● Problem to solve:
Rewrite the records below, starting at the line containing "lookup: lily stamen" and ending at the line containing "[52,836,127,945]". Put "find" wherever "lookup" appears and leave everything else unchanged.

##### Dataset

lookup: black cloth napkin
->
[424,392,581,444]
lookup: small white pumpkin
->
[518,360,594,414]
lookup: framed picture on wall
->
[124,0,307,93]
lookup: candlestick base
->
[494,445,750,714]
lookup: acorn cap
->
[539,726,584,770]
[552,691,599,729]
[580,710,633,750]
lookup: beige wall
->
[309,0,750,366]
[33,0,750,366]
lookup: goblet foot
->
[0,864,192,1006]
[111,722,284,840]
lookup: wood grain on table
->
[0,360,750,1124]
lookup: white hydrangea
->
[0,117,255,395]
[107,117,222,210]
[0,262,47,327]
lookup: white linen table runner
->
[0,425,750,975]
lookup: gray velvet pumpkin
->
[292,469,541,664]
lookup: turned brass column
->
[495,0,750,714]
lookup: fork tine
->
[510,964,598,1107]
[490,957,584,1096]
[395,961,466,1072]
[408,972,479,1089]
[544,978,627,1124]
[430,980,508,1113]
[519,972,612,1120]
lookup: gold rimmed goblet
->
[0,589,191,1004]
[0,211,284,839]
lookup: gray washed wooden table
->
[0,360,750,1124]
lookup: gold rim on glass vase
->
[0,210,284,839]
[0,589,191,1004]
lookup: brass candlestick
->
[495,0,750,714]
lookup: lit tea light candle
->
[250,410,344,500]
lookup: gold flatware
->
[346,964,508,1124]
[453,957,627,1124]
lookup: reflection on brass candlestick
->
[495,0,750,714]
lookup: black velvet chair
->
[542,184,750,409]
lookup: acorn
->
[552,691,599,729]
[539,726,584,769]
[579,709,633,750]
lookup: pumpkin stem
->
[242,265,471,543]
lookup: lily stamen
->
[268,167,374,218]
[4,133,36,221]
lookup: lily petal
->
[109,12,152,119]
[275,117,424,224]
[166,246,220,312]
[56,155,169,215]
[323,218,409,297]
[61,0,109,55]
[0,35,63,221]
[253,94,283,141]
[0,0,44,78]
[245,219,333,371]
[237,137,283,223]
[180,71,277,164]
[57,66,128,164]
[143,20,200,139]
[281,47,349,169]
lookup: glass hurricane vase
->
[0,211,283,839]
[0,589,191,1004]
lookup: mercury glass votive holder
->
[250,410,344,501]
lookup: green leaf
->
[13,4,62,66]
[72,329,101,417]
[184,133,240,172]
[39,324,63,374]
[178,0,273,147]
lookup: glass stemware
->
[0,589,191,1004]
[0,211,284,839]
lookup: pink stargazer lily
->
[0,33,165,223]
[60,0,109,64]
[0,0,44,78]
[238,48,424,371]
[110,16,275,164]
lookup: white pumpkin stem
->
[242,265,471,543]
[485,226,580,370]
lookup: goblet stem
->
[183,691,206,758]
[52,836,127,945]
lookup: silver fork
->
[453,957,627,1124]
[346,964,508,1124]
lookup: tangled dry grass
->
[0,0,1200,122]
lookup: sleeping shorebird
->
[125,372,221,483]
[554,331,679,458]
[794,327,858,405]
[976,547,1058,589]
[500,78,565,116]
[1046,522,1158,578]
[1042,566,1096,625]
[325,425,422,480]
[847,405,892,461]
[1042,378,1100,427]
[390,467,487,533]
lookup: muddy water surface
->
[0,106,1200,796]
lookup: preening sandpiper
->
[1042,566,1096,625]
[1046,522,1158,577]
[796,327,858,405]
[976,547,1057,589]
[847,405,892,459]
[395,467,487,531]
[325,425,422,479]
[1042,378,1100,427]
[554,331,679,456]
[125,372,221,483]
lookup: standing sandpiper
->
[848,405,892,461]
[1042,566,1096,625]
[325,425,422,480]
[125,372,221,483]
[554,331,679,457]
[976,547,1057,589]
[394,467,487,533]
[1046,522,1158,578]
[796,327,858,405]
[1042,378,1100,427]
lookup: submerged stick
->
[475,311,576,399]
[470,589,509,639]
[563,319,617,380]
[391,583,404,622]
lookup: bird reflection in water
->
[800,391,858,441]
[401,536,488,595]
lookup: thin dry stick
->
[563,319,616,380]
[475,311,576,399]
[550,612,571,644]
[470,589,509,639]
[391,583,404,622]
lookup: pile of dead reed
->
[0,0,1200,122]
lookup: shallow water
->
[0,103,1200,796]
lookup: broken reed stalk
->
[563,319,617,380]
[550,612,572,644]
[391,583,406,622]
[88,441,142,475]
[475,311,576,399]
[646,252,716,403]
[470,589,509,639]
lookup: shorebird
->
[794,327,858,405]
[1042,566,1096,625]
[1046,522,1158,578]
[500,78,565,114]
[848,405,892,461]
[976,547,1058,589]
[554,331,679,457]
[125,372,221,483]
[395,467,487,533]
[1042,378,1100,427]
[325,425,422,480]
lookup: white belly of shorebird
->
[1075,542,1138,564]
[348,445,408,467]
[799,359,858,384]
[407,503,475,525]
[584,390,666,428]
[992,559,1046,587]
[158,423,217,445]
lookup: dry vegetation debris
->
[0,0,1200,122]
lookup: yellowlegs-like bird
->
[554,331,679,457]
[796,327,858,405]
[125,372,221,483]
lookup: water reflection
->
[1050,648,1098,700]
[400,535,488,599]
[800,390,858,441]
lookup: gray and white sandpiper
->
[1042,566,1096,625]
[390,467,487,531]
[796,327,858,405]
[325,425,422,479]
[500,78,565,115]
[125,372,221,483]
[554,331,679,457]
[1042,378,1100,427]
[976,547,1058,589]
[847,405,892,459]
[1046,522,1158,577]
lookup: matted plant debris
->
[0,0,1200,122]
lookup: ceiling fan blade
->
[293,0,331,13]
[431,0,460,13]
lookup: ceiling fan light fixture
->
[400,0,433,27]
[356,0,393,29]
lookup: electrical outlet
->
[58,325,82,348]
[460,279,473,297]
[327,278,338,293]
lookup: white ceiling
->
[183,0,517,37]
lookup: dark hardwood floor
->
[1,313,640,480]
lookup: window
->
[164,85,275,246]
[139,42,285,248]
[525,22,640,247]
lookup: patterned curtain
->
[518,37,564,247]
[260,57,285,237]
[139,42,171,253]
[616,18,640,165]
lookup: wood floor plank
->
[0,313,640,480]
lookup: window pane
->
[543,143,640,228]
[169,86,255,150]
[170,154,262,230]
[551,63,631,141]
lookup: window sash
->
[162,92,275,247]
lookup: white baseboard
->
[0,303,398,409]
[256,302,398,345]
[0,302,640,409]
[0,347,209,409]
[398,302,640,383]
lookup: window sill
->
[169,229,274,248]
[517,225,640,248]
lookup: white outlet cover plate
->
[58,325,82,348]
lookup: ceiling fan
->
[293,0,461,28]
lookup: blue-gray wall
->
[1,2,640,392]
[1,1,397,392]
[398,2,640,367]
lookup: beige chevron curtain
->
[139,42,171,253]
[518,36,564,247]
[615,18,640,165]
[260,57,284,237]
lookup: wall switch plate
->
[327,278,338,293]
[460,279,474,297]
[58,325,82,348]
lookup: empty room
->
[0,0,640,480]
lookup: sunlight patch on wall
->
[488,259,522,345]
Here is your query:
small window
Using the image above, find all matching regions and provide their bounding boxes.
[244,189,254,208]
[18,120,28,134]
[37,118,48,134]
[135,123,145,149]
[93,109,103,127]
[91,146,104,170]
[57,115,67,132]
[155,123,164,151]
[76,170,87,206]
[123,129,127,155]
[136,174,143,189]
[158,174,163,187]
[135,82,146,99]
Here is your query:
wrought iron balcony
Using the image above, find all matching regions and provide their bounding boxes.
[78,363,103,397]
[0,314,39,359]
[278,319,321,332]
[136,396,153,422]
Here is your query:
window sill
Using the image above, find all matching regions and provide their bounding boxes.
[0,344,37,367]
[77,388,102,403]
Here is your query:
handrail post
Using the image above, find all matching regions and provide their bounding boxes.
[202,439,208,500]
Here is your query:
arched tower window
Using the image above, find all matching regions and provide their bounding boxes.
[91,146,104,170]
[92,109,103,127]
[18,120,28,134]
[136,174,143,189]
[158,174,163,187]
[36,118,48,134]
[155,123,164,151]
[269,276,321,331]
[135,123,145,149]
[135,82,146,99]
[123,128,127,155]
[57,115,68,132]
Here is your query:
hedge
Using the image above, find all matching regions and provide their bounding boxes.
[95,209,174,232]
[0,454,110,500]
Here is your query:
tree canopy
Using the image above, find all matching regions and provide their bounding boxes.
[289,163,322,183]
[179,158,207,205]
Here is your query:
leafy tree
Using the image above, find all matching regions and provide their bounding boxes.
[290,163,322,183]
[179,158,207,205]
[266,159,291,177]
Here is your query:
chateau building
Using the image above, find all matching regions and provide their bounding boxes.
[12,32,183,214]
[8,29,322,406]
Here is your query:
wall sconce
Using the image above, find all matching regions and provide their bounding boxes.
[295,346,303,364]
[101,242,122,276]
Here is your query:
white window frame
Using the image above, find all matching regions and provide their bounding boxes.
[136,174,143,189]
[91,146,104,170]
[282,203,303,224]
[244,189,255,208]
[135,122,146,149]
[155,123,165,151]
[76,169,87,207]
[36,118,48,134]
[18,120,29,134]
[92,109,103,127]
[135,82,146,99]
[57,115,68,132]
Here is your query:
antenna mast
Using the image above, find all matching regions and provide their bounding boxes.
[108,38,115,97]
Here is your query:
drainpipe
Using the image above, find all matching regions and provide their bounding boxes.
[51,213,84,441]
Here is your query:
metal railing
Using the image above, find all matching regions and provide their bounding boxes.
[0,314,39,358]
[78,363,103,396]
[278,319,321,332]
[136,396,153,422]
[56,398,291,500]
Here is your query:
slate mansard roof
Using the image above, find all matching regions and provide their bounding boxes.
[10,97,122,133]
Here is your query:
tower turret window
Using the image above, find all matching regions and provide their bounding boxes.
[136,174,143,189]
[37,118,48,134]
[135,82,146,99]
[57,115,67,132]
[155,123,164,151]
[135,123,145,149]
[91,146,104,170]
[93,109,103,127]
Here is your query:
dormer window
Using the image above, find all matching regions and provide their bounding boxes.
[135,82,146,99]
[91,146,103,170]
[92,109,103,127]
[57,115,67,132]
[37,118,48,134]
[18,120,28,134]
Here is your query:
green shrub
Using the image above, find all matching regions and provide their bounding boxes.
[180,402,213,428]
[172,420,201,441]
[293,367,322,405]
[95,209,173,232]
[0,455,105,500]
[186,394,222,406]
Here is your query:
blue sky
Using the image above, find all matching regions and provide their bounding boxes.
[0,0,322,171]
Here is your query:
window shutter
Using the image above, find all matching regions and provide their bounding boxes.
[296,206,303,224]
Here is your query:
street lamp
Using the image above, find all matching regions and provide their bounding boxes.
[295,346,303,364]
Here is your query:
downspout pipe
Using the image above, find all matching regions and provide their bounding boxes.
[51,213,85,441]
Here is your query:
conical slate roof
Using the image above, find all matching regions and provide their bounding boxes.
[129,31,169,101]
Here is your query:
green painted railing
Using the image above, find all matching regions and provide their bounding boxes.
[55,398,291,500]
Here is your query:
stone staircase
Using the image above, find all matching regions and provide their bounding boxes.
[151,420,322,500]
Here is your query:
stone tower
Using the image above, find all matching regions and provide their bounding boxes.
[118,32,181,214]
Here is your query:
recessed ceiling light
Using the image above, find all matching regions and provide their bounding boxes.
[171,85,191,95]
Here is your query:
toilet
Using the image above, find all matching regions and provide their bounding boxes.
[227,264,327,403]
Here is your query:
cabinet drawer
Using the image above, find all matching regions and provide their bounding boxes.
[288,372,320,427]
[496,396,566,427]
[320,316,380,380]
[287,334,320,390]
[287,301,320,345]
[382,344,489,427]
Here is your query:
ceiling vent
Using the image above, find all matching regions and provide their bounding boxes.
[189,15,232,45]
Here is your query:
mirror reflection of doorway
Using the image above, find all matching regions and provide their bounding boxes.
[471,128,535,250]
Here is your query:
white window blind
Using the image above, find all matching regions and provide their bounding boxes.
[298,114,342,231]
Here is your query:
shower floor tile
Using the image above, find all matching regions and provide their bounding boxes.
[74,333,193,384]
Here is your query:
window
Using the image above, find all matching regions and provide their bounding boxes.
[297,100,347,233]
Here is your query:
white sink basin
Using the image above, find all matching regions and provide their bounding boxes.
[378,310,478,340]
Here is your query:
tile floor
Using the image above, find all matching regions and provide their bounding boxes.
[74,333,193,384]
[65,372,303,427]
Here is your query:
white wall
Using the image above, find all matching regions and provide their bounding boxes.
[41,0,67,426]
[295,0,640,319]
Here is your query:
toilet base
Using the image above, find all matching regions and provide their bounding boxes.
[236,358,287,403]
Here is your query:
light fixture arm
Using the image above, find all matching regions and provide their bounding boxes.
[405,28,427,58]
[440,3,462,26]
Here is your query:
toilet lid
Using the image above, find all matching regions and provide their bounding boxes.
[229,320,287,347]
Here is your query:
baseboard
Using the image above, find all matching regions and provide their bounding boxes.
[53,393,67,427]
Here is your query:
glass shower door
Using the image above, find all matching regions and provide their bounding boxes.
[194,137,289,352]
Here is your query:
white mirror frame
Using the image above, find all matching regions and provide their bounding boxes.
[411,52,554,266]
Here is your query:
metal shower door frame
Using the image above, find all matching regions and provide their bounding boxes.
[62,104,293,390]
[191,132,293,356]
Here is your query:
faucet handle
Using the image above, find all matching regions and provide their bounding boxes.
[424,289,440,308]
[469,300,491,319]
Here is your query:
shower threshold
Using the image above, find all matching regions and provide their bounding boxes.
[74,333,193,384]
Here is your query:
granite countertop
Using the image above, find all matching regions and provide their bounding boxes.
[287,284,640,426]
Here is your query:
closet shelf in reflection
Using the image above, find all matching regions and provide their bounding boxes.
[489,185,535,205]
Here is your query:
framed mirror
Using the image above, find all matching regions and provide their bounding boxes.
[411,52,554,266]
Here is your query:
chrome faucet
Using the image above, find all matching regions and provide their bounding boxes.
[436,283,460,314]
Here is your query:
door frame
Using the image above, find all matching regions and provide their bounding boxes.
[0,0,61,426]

##########

● The completed task:
find: lily stamen
->
[268,167,374,218]
[4,133,36,221]
find: lily petal
->
[109,12,152,119]
[275,117,424,224]
[166,246,220,312]
[56,155,169,215]
[323,218,409,297]
[61,0,109,55]
[0,35,63,221]
[253,94,283,141]
[0,0,44,78]
[245,219,333,371]
[237,137,283,223]
[180,71,277,164]
[57,66,128,164]
[143,20,200,139]
[281,47,349,169]
find: glass hurricane vase
->
[0,211,283,839]
[0,589,191,1004]
find: mercury glass votive holder
->
[250,410,344,501]
find: green leaf
->
[13,4,62,66]
[72,329,101,417]
[184,133,240,172]
[39,324,63,374]
[178,0,273,147]
find: glass stemware
->
[0,589,191,1004]
[0,211,284,839]
find: pink stargazer lily
->
[0,33,165,223]
[60,0,109,64]
[0,0,44,78]
[238,48,424,371]
[110,16,275,164]
find: white pumpkin stem
->
[242,265,471,543]
[485,226,580,370]
find: goblet stem
->
[183,691,206,758]
[52,836,127,945]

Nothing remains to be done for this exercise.